* _Task set_:
1/ Transcribe the part of the article about the documentary Stockton on My Mind starting with "Levin is an" and going on through "Rikers and Chicagoland.".
2/ According to the article about the documentary Stockton on My Mind, why did Marc Levin first go to Stockton? Answer in one to three sentences.
3/ Answer these questions using the article about the documentary Stockton on My Mind.
(a) At what age did Michael Tubbs take office as mayor?
(b) On what date did the film begin streaming on HBO?
(c) What office did Tubbs hold when Levin met him?

* _Text shown_:
..........

Photo: Mayor Michael Tubbs is the focus of the new HBO documentary Stockton on My Mind. Photo courtesy of HBO / Provided by Sunshine Sachs with permission.


The new HBO documentary Stockton on My Mind details the political rise of Mayor Michael Tubbs, who took office at the age of 26, becoming the youngest mayor of a major American city. Tubbs’ story, including his upbringing in Stockton, California, and his burgeoning political career, are the subject of Marc Levin’s new film, which begins streaming on HBO today, July 28.

Levin is an accomplished director who has had a longstanding relationship with HBO. His previous documentaries include Slam, Brick City, Gang War: Bangin’ in Little Rock, Rikers and Chicagoland.

“I had been doing a series of films for HBO on how these massive economic forces were changing everyday people’s lives,” Levin said in a recent phone interview. “I had done a film called Schmatta: Rags to Riches to Rags, Hard Times: Lost on Long Island, Class Divide, and I first went to Stockton because it was ground zero for the subprime mortgage meltdown of 2007-2008 that produced the Great Recession. And so I started getting interested in Stockton.”

In his travels, he met Tubbs, who at that time was a 22-year-old councilman. The director remembers walking with the future mayor outside of city hall and hearing a story about the few political candidates that Oprah Winfrey has supported over the years: Tubbs is one of them, along with Sen. Cory Booker and President Barack Obama.

“So I was like, that’s some pretty good company,” Levin said. “I said I need to stay in touch with this young guy, and I did. And in 2016, the day that Donald Trump was elected president, Michael at age 26 was elected mayor and became the youngest mayor of a major U.S. city.”

Levin spoke with HBO about the project that was forming in his mind, and to the network’s credit, they green-lit the documentary and were supportive from the beginning. Levin headed out to Stockton and started to learn about the various issues that Tubbs was bringing to his hometown, including universal basic income.

..........

* _Information provided_:
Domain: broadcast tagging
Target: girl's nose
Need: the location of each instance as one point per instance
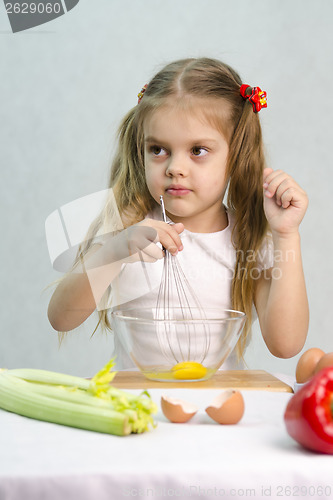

..........

* _Problem solutions_:
1/
Levin is an accomplished director who has had a longstanding relationship with HBO. His previous documentaries include Slam, Brick City, Gang War: Bangin’ in Little Rock, Rikers and Chicagoland.

2/ Levin first went to Stockton because it was ground zero for the subprime mortgage meltdown of 2007-2008, which produced the Great Recession. At the time, he was making a series of HBO films on how massive economic forces were changing everyday people's lives.

3/
(a) 26
(b) July 28
(c) City councilman (he was 22 years old)